→ **OBJECTIVE 1**
Reproduce the passage of the Wonder Boy review starting at "PLAYERS: 1-2 alternating" and ending at "rushed, bewildering port.".
→ **OBJECTIVE 2**
Pick up the review of the SG-1000 Wonder Boy port at its final sentence and continue it.
---------- QUOTED PASSAGE ----------
PLAYERS: 1-2 alternating


DEVELOPER: Escape (port by Sega)

GENRE: Platformer



Unsurprisingly, the first Wonder Boy began its life in the arcades before being ported to both the SG-1000 and the Master System. And while the Master System goes out of its way to be an ace arcade port, including extra levels, different environments, and an entirely new boss, the SG-1000 version feels like Sega placating the remaining fans of the system with a rushed, bewildering port.


Wonder Boy (Japan)002

               My sentiments exactly, Tom-Tom.


In fact, I would argue that Wonder Boy shouldn’t have been ported to the SG-1000 at all. Forget the washed-out graphics or the awkward controls. The system just can’t handle a fast-paced scrolling game, where the main actions are running and jumping, often at the same time. Choppy movement indeed rules the day here. The game’s playable (in a extreme test of will, I actually beat it), but you’ll wonder why you’re bothering, especially since the Master System version is so much better. Enemies literally appear right in front of Tom-Tom as he’s running along, fruit is relatively scarce, and hatchets lost as a result of death are rarely seen again. The arcade game’s thirty-two stages have been cut down to five, and the skateboard, fairies, and dolls have been extracted altogether. Coupled with the difficulty and the port’s minimalist aesthetic, the SG-1000 Wonder Boy is just above LCD-handheld status in terms of playability: not bad enough that you can’t see what’s happening, not good enough to be considered a full-length experience.
---------- GIVEN DATA ----------
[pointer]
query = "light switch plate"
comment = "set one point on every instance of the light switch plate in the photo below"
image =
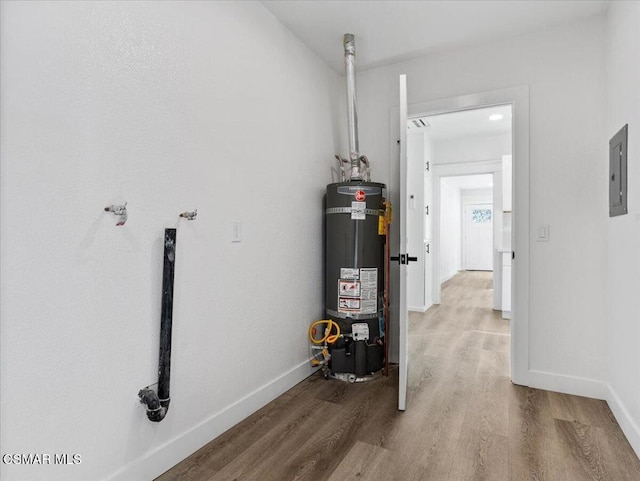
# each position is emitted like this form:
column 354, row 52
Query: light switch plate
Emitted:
column 543, row 233
column 236, row 231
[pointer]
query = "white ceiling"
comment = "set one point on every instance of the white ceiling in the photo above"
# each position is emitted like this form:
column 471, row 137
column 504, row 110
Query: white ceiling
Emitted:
column 466, row 123
column 390, row 31
column 465, row 182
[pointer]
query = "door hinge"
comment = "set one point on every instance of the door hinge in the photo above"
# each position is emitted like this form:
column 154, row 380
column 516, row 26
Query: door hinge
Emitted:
column 404, row 259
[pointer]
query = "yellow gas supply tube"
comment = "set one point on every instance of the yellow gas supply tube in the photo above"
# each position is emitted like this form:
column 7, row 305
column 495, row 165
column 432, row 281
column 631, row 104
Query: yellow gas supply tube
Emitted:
column 328, row 337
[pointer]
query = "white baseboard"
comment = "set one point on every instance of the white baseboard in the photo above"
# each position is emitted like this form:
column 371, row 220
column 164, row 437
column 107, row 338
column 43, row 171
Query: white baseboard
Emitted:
column 578, row 386
column 629, row 427
column 171, row 453
column 418, row 309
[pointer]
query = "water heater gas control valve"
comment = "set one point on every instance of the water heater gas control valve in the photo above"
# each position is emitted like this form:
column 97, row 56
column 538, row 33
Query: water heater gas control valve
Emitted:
column 360, row 331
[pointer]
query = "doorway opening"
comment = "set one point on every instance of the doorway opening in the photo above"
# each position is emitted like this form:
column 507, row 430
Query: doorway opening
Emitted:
column 465, row 225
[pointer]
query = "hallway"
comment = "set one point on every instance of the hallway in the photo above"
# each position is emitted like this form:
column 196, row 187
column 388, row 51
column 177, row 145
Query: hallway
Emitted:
column 464, row 418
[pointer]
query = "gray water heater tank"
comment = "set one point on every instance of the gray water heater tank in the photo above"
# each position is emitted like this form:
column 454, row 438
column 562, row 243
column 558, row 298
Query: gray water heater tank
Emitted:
column 354, row 275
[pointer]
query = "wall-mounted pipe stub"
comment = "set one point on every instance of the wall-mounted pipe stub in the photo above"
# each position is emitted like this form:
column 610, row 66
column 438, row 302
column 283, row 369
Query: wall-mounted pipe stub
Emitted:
column 120, row 211
column 157, row 404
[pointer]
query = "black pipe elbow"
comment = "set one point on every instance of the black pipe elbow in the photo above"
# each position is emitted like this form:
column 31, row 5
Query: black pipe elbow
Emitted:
column 156, row 409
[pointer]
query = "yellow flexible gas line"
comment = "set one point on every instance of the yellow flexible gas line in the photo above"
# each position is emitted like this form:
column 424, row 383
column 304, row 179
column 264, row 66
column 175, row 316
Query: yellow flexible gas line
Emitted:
column 328, row 337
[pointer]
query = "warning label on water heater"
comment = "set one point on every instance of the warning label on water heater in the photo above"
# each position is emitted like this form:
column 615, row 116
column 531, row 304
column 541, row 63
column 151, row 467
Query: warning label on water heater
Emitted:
column 358, row 290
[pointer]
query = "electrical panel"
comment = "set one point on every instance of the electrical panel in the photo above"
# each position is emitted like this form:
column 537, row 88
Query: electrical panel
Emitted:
column 618, row 173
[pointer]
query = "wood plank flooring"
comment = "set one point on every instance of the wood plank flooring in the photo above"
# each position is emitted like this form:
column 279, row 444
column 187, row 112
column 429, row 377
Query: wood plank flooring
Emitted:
----------
→ **TASK ANSWER 1**
PLAYERS: 1-2 alternating


DEVELOPER: Escape (port by Sega)

GENRE: Platformer



Unsurprisingly, the first Wonder Boy began its life in the arcades before being ported to both the SG-1000 and the Master System. And while the Master System goes out of its way to be an ace arcade port, including extra levels, different environments, and an entirely new boss, the SG-1000 version feels like Sega placating the remaining fans of the system with a rushed, bewildering port.

→ **TASK ANSWER 2**
Wonder Boy (Japan)004

 Tom-Tom and Tanya proceeded to marry atop Drancon’s bloated corpse.



That’s “Super Wonder Boy” for those of you in Japan.



SPOILER: The snails really are the scariest part of Wonder Boy.


PLAYERS: 1-2 alternating



GENRE: Platformer

RELEASE DATE: 03/22/87 (JP)

                                     1987 (US/EU)


Compared to the SG-1000 port, the Wonder Boy on the Master System is a whole new world. Every aspect of the arcade has been restored and then some. Skateboards, fairies, and dolls have returned, along with vibrant graphics that look better than just about anything the NES ever produced. The game has three additional worlds, each with four stages, for a grand total of forty stages. Sega was finally starting to understand the difference between a straightforward, no-frills arcade port, and a console port that gave the player more value for their buck. Both the arcade and the Master System versions have an abundance of jungle, cave, and water levels, but the Master System adds a desert, a waterfall, and cloud-based environments. Unfortunately, the controls remain slippery and sometimes difficult to manage, but they don’t detract from Wonder Boy‘s overwhelming charm.


Wonder Boy (UE) [!]002

         I think it’s safe to say that Tom-Tom is “shreddin'”



                     I’m beginning to notice a trend…



          Well, I guess nobody saw this coming.




DEVELOPER: Escape (port by Sega)

GENRE: Platforming

RELEASE DATE: 12/08/90 (JP)

                                     1991 (US/EU)


Wonder Boy also saw a decent Game Gear port in the early 90s, though it was renamed Revenge of Drancon in the States and given an ominous looking cover; presumably to remake Wonder Boy with an early 90s Sega “edge.” The game is the same as the Master System version, albeit with slightly fuzzier graphics (dat blurry Game Gear screen), less enemies, and unless I’m crazy, more slowdown; Tom-Tom just doesn’t seem to be on his running A game, as he is in the Master System port. All the extra levels and features are here, though. For gamers who like their screens small and their batteries exhausted, you could do worse than Wonder Boy.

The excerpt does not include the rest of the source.